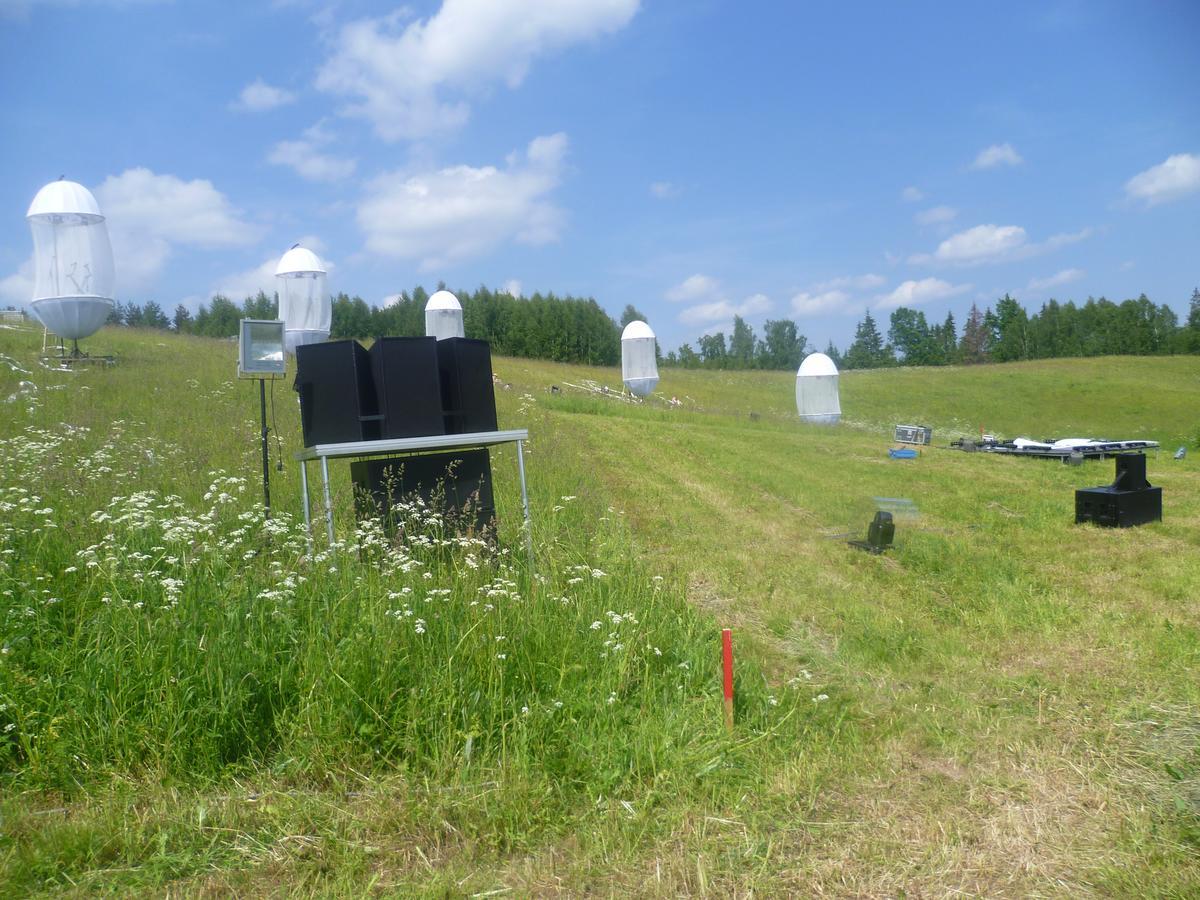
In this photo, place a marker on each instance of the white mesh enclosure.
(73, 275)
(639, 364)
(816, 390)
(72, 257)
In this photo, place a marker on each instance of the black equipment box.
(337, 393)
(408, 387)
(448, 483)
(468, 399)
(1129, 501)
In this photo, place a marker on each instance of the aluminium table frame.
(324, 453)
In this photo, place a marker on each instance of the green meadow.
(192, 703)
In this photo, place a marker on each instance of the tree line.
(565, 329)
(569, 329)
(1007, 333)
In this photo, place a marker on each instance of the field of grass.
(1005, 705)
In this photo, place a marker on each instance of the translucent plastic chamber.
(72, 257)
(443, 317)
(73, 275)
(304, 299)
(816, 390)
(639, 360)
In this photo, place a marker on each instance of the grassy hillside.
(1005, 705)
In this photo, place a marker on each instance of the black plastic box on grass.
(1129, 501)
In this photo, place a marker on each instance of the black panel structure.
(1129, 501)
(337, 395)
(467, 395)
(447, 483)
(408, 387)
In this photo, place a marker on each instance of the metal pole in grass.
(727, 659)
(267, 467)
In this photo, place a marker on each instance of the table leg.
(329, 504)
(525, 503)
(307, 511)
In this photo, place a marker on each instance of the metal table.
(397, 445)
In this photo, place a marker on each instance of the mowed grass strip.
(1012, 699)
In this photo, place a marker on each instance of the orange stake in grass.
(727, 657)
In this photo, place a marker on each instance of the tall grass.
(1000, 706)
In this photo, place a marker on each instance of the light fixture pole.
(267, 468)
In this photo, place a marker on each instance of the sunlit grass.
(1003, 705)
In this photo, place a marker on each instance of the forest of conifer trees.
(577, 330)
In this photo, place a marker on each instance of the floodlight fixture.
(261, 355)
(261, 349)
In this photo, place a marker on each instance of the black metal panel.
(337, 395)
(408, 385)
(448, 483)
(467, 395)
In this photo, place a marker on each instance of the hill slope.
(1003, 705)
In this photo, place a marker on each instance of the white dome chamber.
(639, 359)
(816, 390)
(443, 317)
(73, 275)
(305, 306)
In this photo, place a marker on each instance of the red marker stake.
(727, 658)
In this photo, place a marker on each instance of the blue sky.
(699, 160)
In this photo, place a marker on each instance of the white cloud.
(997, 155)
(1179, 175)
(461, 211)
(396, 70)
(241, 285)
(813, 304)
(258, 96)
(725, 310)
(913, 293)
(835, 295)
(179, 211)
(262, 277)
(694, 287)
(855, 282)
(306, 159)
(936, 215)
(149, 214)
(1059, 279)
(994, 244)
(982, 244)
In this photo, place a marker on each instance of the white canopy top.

■ ■ ■

### [Exercise aim]
Starting at the line that contains "box on grass." and ending at the end of the material, add 16 to each coordinate value. Write out every line of that stretch in full with the new values.

### [Task answer]
In this photo, place a marker on each instance of the black plastic box on grass.
(1145, 517)
In this photo, place a marker on each instance of the black panel structure.
(1145, 517)
(353, 411)
(483, 411)
(463, 499)
(424, 403)
In this photo, place a marker on each instance of the metal pole in grass.
(743, 675)
(283, 483)
In this photo, place a marker on each instance of the table leg.
(345, 520)
(541, 519)
(323, 527)
In this photo, place a marker on each instance of the metal table.
(413, 461)
In this photo, place a marker on each instance of the mowed grass strip.
(1028, 715)
In this photo, place a marker on each instance of the orange stake in grass.
(743, 673)
In this photo, place a marker on each instance of the tall grass.
(1016, 722)
In this photo, place a marker on each instance of the light fixture pole.
(283, 484)
In this photo, place a marker on each instance of the sunlit grass.
(1019, 721)
In this photo, place a marker on each instance of the forest of conifer trees.
(593, 346)
In this photo, place a marker on each instance of the floodlight fixture.
(277, 371)
(277, 365)
In this photo, place a marker on each instance of the black metal panel.
(353, 411)
(424, 401)
(464, 499)
(483, 411)
In this photo, place a marker on each instance of the hill slope.
(1019, 721)
In this photo, place a marker on each instance of the white dome chamber.
(655, 375)
(832, 406)
(459, 333)
(89, 291)
(321, 322)
In this photo, place a marker on each instance of the red marker stake.
(743, 674)
In this photo, place a marker on each instance of the blue sky.
(715, 176)
In this photo, place a marker on each instance of the white cloud.
(1013, 171)
(1195, 191)
(477, 227)
(412, 86)
(257, 301)
(829, 320)
(274, 112)
(741, 326)
(929, 309)
(851, 311)
(195, 227)
(278, 293)
(710, 303)
(871, 298)
(322, 175)
(952, 231)
(165, 230)
(1075, 295)
(1010, 260)
(998, 260)
In this photo, place a marker on each instance of the white canopy top.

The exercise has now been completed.